Only the pictures are dropped. Restate each line below word for word.

Items listed in a dataset:
* * * * *

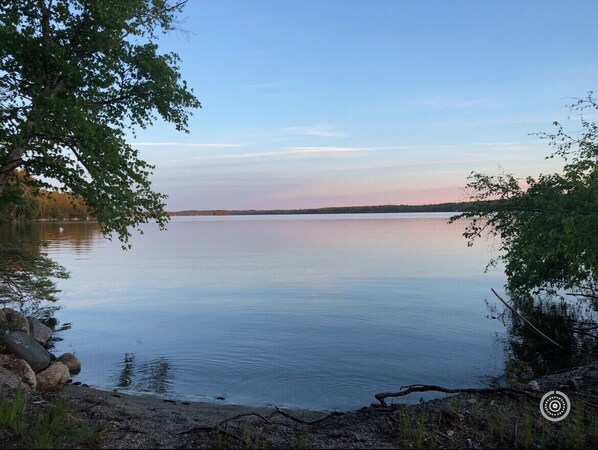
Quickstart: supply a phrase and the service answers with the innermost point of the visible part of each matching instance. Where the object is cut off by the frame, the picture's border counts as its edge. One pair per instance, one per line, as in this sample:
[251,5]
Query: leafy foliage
[545,232]
[27,280]
[75,77]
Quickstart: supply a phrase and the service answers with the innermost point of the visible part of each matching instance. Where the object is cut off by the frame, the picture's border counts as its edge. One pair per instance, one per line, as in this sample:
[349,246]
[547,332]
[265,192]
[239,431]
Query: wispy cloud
[185,144]
[316,130]
[301,151]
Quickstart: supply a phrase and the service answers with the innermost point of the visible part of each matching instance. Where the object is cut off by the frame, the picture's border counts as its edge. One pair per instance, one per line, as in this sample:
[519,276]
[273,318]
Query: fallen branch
[531,325]
[305,422]
[267,419]
[381,397]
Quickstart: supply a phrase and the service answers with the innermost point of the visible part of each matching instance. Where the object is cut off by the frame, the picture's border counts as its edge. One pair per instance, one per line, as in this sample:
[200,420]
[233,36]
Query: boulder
[9,381]
[3,323]
[16,320]
[20,368]
[39,331]
[71,361]
[54,377]
[25,347]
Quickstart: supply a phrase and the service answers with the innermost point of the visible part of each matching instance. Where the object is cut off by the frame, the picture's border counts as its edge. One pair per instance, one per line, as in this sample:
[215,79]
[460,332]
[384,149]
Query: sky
[309,103]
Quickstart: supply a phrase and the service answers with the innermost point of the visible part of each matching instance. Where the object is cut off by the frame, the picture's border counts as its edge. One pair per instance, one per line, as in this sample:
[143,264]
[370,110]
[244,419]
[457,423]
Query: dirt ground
[467,420]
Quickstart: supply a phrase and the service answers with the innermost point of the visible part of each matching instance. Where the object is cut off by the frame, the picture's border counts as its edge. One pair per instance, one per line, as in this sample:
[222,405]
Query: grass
[52,427]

* * * * *

▸ **PROBLEM SOLUTION**:
Quickstart: supply a phrase and the service answers with the innermost point of the visible part of each matching instance. Where the object is cut off by the frame, the picture's border counts as its edge. One pair per instance, one per line, as in this sample:
[251,5]
Query: leafy foliage
[545,232]
[27,280]
[75,77]
Quickstart: supply a phrase and the service answers with the innermost point of the visible part of each matching instance. Where the object is cut off by the frame, the picture's border counts as its edge. One pair per instance, one per line, as in this sample:
[349,246]
[547,332]
[265,192]
[239,431]
Query: wispy cloud
[185,144]
[316,130]
[301,151]
Quickstart: supply a phrase and the service answers with the innermost point of the visible part of each matching instance. Where the object is cut off by the frame, the picture's border counts as its edge. One pair per instance, one per line, as in this sample:
[519,276]
[273,318]
Query: fallen branch
[531,325]
[305,422]
[267,419]
[381,397]
Quickstart: supply a phrase and the service answers with the innermost point of the visible part of each matching instance. Where the object is cut off by the frame, the picture's border counts as its edge. One pair per instance, one per line, as in this sample:
[200,420]
[233,36]
Query: boulder
[9,381]
[3,323]
[16,320]
[20,368]
[39,331]
[71,361]
[54,377]
[25,347]
Quickstart: supply a phrase and the service answers with the innermost point of the visible part of each matching instance. Where the object is cut off by the frame, the picture's border counts as its edge. One pair per instance, one per line, as in this sample:
[215,79]
[460,332]
[384,149]
Query: sky
[309,103]
Quickstart: supply a phrase and the service answers with the innermost point of the visible part of each matching instance. Where the object is cut off by the frame, the picture's border counts as its edge. One pair per instance, one per line, as in this sample:
[143,264]
[370,110]
[244,419]
[457,423]
Query: dirt ground
[467,420]
Quickstart: supply a phrase and the service answers with the innermost point of the visible part of each matching instance. Where the object is cut off by the frame, the picture's border counts as its edge. One pair per instance, one per line, as in this sample:
[222,405]
Query: grass
[52,427]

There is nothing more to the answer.